═════ Page excerpt ═════
SynapsNet: Enhancing Neuronal Population Dynamics Modeling via Learning Functional Connectivity

TL;DR

This work introduces SynapsNet, a novel deep-learning framework that effectively models population dynamics and functional interactions between neurons and demonstrates that SynapsNet consistently outperforms existing models in forecasting population activity.

Abstract

The availability of large-scale neuronal population datasets necessitates new methods to model population dynamics and extract interpretable, scientifically translatable insights. Existing deep learning methods often overlook the biological mechanisms underlying population activity and thus exhibit suboptimal performance with neuronal data and provide little to no interpretable information about neurons and their interactions. In response, we introduce SynapsNet, a novel deep-learning framework that effectively models population dynamics and functional interactions between neurons. Within this biologically realistic framework, each neuron, characterized by a latent embedding, sends and receives currents through directed connections. A shared decoder uses the input current, previous neuronal activity, neuron embedding, and behavioral data to predict the population activity in the next time step. Unlike common sequential models that treat population activity as a multichannel time series, SynapsNet applies its decoder to each neuron (channel) individually, with the learnable functional connectivity serving as the sole pathway for information flow between neurons. Our experiments, conducted on mouse cortical activity from publicly available datasets and recorded using the two most common population recording modalities (Ca imaging and Neuropixels) across three distinct tasks, demonstrate that SynapsNet consistently outperforms existing models in forecasting population activity. Additionally, our experiments on both real and synthetic data showed that SynapsNet accurately learns functional connectivity that reveals predictive interactions between neurons.
═════ Supplied material ═════
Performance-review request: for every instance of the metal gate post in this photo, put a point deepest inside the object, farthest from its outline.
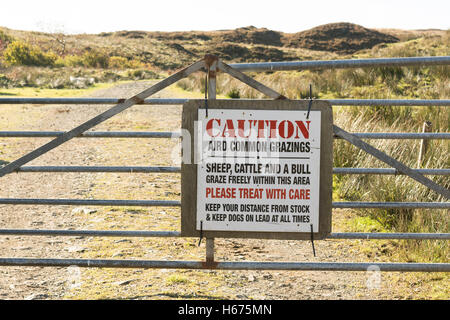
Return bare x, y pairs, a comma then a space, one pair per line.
211, 62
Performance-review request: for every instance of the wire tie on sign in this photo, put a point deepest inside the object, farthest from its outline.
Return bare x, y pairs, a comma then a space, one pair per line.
310, 101
201, 233
312, 240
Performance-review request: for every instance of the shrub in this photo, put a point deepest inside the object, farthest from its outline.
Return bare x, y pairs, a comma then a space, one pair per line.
22, 53
95, 59
4, 40
234, 94
118, 62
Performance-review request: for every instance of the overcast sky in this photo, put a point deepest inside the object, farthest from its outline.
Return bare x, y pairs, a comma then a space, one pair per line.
94, 16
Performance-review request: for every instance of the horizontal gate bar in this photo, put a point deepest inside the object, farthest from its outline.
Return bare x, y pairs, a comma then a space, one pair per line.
76, 202
241, 265
174, 203
88, 101
91, 134
345, 63
389, 235
90, 233
389, 102
156, 101
400, 135
175, 234
443, 172
140, 169
391, 205
146, 134
99, 169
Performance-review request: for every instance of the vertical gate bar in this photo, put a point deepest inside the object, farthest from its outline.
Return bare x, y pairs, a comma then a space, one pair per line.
137, 99
209, 251
212, 81
427, 125
392, 162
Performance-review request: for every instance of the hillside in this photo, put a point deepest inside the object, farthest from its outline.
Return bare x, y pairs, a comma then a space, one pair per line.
51, 60
171, 50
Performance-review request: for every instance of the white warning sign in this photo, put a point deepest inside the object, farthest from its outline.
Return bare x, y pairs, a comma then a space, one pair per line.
258, 170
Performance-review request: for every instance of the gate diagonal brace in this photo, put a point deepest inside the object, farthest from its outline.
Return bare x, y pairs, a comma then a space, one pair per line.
392, 162
139, 98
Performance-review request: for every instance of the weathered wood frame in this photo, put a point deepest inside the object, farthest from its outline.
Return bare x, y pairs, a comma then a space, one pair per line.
189, 171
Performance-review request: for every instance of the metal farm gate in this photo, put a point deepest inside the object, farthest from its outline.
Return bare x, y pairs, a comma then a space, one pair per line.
211, 65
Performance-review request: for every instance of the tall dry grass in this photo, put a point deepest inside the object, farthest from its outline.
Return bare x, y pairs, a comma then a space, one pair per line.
378, 83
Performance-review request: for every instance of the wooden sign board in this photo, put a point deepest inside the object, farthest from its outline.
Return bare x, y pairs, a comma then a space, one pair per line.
257, 169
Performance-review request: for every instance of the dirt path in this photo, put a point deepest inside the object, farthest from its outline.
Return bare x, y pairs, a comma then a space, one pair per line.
56, 283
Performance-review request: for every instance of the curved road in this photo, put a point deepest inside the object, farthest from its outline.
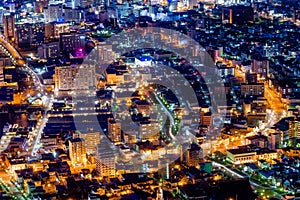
═════
**Activity**
Reproduce the full SynapsNet text above word for word, from its title through the last sentence.

**Exercise solution**
SynapsNet: Enhancing Neuronal Population Dynamics Modeling via Learning Functional Connectivity

TL;DR

This work introduces SynapsNet, a novel deep-learning framework that effectively models population dynamics and functional interactions between neurons and demonstrates that SynapsNet consistently outperforms existing models in forecasting population activity.

Abstract

The availability of large-scale neuronal population datasets necessitates new methods to model population dynamics and extract interpretable, scientifically translatable insights. Existing deep learning methods often overlook the biological mechanisms underlying population activity and thus exhibit suboptimal performance with neuronal data and provide little to no interpretable information about neurons and their interactions. In response, we introduce SynapsNet, a novel deep-learning framework that effectively models population dynamics and functional interactions between neurons. Within this biologically realistic framework, each neuron, characterized by a latent embedding, sends and receives currents through directed connections. A shared decoder uses the input current, previous neuronal activity, neuron embedding, and behavioral data to predict the population activity in the next time step. Unlike common sequential models that treat population activity as a multichannel time series, SynapsNet applies its decoder to each neuron (channel) individually, with the learnable functional connectivity serving as the sole pathway for information flow between neurons. Our experiments, conducted on mouse cortical activity from publicly available datasets and recorded using the two most common population recording modalities (Ca imaging and Neuropixels) across three distinct tasks, demonstrate that SynapsNet consistently outperforms existing models in forecasting population activity. Additionally, our experiments on both real and synthetic data showed that SynapsNet accurately learns functional connectivity that reveals predictive interactions between neurons.